Sì, perché ciò che li accomuna è l’incapacità di ascolto.

E, contrariamente a quanto si pensa, l’efficacia della nostra comunicazione dipende più dalla nostra capacità di ascoltare che da quella di parlare. Pensaci bene, la maggior parte degli incidenti comunicativi, dei conflitti tra le persone dipendono proprio dall’incapacità di ascoltare. Nel contesto professionale molti errori dipendono dal fatto che le persone non ascoltano, oppure non lo fanno nel modo giusto.

«La gente non ascolta, aspetta solo il suo turno per parlare».
(Chuck Palahniuk)

Perché la gente non ascolta? C’è chi pensa sia una perdita di tempo («Tanto so già cosa deve dirmi») e chi invece non sa bene come farlo. E questo accade nella maggior parte dei casi. Fin dai primi anni di vita, infatti, ci insegnano a parlare, ma non ci insegnano come si ascolta. Come se ascoltare fosse un atto naturale.

Ci insegnano i conflitti e le incomprensioni che possono essere all’ordine del giorno, ma la maggior parte delle persone non sa ascoltare veramente. C’è un altro motivo più profondo per cui la gente non ascolta, un motivo che di solito si fa fatica ad ammettere: non ascoltiamo per soddisfare uno dei bisogni fondamentali dell’essere umano, il bisogno di sicurezza. Sì, perché l’ascolto, quando è reale, profondo o, come vedremo tra poco, attivo, ci porta spesso fuori dalla nostra area di comfort.

ESERCIZIO PROPOSTO 1: Ricopia il testo sull'ascolto da "Perché la gente" a "area di comfort.", entrambi compresi.
ESERCIZIO PROPOSTO 2: Secondo il testo sull'ascolto, da quale capacità dipende soprattutto l'efficacia della nostra comunicazione?
ESERCIZIO PROPOSTO 3: Scrivi il seguito del testo sull'ascolto, cominciando subito dopo l'ultima frase riportata.

DATI RIPORTATI:
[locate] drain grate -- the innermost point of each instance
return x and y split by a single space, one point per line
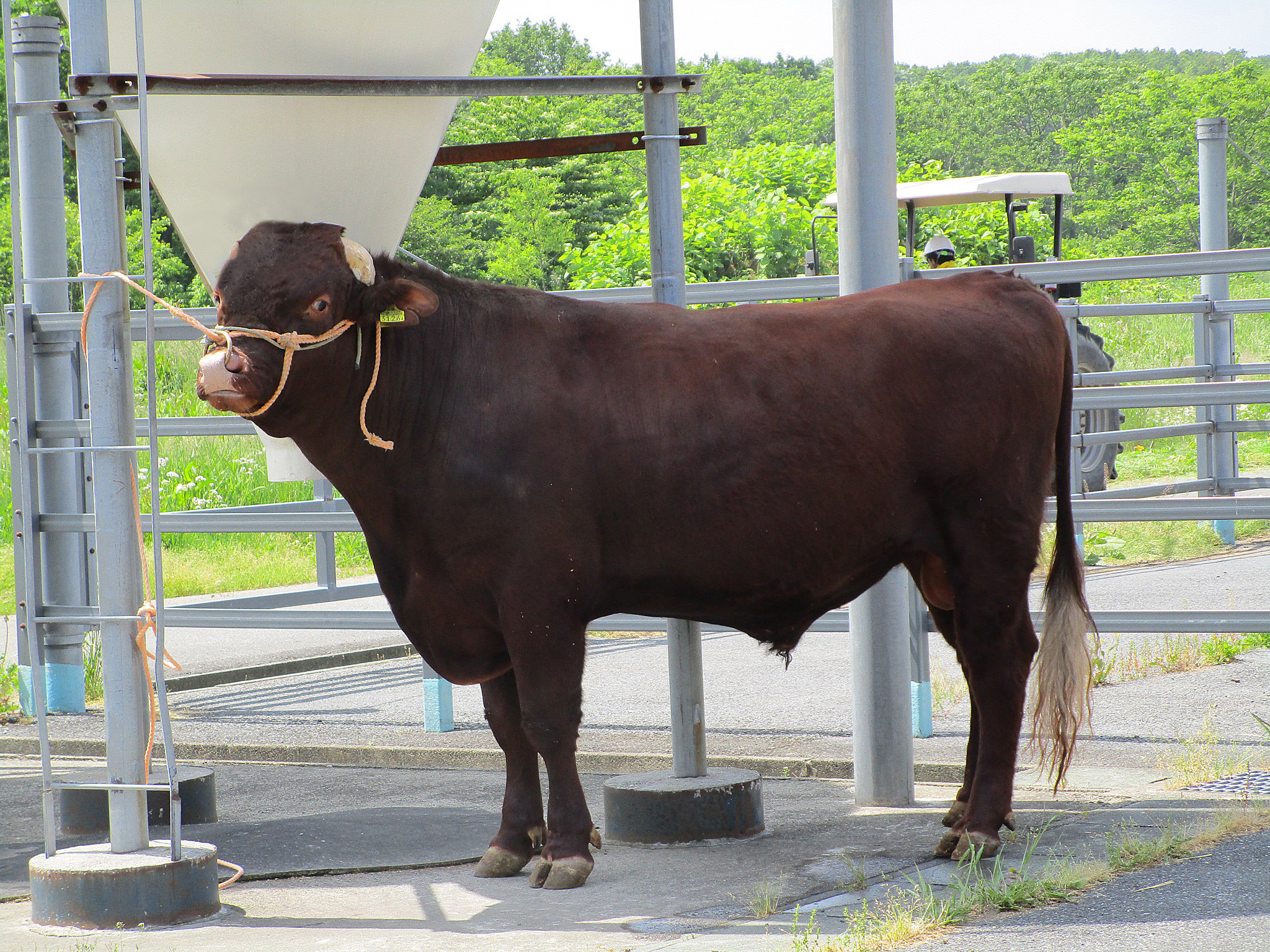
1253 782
* * *
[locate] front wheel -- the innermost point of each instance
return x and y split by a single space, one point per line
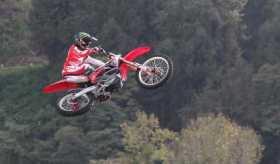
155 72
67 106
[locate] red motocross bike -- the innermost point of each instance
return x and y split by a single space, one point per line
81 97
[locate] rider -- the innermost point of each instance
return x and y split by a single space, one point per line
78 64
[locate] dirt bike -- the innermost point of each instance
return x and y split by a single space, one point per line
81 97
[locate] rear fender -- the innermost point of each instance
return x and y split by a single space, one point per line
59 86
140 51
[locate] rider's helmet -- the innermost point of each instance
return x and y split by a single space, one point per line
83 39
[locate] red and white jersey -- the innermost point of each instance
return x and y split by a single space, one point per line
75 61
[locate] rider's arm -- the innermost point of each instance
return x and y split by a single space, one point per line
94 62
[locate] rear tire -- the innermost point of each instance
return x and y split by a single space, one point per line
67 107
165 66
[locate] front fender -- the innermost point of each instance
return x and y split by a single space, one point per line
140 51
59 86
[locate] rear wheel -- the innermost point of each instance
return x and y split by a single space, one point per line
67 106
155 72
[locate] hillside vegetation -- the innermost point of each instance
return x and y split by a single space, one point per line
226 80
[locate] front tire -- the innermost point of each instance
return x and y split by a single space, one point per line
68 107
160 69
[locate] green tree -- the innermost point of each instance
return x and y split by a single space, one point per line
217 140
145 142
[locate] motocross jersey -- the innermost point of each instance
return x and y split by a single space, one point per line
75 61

RISPOSTA ATTESA 1:
Perché la gente non ascolta? C’è chi pensa sia una perdita di tempo («Tanto so già cosa deve dirmi») e chi invece non sa bene come farlo. E questo accade nella maggior parte dei casi. Fin dai primi anni di vita, infatti, ci insegnano a parlare, ma non ci insegnano come si ascolta. Come se ascoltare fosse un atto naturale.

Ci insegnano i conflitti e le incomprensioni che possono essere all’ordine del giorno, ma la maggior parte delle persone non sa ascoltare veramente. C’è un altro motivo più profondo per cui la gente non ascolta, un motivo che di solito si fa fatica ad ammettere: non ascoltiamo per soddisfare uno dei bisogni fondamentali dell’essere umano, il bisogno di sicurezza. Sì, perché l’ascolto, quando è reale, profondo o, come vedremo tra poco, attivo, ci porta spesso fuori dalla nostra area di comfort.

RISPOSTA ATTESA 2: Dalla capacità di ascoltare, più che da quella di parlare.

RISPOSTA ATTESA 3:
Ci porta a contatto con una visione del mondo diversa dalla nostra, talvolta ci impone di ristrutturare la mappa che ci siamo fatti e, nei casi estremi, anche a mettere in dubbio le nostre stesse convinzioni.

Quindi non ascoltare ci consente di restare al sicuro, nella nostra bolla di certezze, nel nostro mondo ben ordinato, dove tutto è al proprio posto. Magari è il posto sbagliato, ma poco importa, l’importante è stare al sicuro. Perché mai allora dovremmo ascoltare?

Se la gente ascoltasse davvero il doppio di quanto è solita parlare ci sarebbero meno conflitti e incomprensioni. Le persone troverebbero non solo le parole, ma anche il modo giusto per trasmettere il proprio messaggio all’interlocutore di riferimento. Troppo spesso comunichiamo agli altri come faremmo con noi stessi.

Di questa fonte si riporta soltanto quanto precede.